---- Excerpted data
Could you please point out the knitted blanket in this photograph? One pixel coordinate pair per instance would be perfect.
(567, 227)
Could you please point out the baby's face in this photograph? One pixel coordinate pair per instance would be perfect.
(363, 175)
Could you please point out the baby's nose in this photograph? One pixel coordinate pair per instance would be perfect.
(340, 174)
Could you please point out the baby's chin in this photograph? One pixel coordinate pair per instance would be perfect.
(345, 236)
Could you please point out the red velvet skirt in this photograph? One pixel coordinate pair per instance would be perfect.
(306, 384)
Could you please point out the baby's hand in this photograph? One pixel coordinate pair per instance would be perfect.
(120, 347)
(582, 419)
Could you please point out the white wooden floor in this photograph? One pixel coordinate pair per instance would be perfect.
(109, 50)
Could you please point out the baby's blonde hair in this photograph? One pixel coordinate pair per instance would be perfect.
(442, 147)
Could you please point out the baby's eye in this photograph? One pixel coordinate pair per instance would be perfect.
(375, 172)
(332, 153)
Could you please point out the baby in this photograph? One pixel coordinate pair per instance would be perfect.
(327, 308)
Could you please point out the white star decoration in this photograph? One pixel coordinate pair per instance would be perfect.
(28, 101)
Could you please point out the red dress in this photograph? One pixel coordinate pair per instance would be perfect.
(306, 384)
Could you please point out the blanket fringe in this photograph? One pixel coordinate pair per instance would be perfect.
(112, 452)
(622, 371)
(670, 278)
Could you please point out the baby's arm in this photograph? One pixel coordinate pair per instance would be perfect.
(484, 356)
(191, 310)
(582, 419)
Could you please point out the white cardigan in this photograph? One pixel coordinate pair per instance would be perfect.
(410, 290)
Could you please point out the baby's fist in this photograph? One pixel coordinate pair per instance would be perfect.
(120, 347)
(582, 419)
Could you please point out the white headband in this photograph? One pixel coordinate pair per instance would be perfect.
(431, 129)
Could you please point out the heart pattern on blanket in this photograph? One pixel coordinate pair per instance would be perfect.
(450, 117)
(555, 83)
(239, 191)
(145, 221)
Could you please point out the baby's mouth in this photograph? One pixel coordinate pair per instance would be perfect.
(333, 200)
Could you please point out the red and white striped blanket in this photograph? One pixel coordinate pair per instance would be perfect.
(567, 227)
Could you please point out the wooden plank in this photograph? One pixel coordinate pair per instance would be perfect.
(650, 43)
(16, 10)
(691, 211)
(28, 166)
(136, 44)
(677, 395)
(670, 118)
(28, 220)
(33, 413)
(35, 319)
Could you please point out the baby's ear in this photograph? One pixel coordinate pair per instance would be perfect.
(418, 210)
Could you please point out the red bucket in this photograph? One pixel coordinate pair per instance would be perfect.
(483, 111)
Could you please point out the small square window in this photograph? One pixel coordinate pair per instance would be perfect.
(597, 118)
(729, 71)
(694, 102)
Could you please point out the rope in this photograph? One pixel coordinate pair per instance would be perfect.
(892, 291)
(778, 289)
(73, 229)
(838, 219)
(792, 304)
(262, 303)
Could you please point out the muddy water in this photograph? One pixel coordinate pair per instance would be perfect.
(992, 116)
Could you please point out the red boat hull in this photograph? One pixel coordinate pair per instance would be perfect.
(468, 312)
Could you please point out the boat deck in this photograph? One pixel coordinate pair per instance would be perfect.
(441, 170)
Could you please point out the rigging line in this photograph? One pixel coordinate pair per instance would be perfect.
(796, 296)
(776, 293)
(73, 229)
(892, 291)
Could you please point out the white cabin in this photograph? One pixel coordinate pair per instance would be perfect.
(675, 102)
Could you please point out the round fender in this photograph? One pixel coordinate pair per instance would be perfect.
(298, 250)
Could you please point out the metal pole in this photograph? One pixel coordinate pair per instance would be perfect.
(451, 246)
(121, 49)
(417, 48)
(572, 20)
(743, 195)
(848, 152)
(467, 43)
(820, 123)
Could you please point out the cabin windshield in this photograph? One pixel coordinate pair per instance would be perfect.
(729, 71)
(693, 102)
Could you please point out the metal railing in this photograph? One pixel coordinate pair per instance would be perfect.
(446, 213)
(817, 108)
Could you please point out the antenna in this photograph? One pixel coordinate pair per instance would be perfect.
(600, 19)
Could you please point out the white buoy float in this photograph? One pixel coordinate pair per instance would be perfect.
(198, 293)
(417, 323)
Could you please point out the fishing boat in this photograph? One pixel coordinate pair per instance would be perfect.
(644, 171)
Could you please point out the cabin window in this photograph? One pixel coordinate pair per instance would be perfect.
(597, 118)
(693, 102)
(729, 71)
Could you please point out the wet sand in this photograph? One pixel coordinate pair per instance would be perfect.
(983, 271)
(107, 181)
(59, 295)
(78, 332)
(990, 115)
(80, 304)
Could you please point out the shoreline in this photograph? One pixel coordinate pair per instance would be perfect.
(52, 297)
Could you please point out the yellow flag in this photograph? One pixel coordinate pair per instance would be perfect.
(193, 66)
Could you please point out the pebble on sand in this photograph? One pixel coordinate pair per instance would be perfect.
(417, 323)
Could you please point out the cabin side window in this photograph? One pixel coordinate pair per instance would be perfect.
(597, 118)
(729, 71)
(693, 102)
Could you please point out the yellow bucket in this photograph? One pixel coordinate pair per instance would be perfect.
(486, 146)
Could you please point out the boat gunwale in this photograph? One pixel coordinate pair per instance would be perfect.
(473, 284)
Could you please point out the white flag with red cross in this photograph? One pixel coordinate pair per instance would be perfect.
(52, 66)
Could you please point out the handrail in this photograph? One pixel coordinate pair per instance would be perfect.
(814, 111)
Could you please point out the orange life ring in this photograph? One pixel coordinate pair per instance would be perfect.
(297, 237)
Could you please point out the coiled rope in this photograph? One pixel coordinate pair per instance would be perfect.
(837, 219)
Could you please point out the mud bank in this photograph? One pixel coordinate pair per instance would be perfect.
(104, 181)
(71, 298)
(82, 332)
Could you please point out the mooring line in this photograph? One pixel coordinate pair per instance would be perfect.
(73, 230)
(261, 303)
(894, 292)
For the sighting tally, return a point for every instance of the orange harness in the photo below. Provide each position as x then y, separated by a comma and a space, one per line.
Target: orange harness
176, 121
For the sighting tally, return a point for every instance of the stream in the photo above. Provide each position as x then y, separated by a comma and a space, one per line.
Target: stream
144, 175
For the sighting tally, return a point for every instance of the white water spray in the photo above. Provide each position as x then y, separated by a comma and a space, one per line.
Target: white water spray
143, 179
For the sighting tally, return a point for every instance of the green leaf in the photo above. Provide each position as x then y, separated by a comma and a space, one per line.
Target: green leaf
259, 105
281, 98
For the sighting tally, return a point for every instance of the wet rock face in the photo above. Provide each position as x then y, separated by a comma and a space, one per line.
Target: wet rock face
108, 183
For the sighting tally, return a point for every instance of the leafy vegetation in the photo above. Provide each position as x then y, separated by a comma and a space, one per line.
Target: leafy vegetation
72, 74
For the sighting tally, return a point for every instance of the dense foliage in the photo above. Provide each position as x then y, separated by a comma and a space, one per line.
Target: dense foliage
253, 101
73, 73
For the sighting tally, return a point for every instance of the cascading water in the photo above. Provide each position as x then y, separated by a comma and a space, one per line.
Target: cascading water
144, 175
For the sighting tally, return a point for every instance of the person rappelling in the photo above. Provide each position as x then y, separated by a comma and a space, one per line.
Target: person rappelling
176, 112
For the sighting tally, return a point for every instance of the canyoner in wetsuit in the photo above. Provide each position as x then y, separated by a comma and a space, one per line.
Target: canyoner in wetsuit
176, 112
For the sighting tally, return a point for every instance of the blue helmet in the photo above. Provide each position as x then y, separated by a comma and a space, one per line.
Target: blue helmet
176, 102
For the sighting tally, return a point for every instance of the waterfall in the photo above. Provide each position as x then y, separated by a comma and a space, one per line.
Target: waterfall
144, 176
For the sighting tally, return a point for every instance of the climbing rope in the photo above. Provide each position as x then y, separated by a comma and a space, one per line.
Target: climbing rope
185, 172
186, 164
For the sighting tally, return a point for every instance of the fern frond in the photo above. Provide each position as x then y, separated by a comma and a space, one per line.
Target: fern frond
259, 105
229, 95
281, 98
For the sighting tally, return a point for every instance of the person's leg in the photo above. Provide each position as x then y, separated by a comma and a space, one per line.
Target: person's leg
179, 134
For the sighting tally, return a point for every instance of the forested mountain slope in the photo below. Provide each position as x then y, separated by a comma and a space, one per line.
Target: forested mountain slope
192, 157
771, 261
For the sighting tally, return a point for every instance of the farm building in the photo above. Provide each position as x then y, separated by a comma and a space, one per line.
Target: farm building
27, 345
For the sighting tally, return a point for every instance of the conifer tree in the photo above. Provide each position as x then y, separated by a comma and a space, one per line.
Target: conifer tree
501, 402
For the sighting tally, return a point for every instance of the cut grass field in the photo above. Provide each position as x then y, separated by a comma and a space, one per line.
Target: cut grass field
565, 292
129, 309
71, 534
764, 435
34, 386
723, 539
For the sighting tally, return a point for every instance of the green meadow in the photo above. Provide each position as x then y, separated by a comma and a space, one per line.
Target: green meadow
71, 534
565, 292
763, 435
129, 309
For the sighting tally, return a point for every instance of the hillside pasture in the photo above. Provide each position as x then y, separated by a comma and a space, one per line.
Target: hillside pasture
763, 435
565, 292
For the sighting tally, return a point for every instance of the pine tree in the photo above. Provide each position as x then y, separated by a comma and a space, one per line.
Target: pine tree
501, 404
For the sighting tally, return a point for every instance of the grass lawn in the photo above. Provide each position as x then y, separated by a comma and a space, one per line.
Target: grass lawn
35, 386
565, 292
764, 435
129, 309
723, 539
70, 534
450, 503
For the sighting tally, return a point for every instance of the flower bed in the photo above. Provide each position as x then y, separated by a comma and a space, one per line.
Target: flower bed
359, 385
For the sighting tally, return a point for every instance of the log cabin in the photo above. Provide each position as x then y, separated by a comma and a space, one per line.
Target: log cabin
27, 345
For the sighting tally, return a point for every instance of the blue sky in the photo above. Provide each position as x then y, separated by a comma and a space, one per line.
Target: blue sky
--------
→ **Task prompt**
In the stretch from the line containing "the blue sky" through the end of the material, rename "blue sky" to "clear sky" and give those lines back with nothing else changed.

→ **Exercise result**
For the sighting tally, return a point for every instance of the clear sky in the photo above. Provide each position as x then y, separated by a comma and a space, one per line.
Target: clear sky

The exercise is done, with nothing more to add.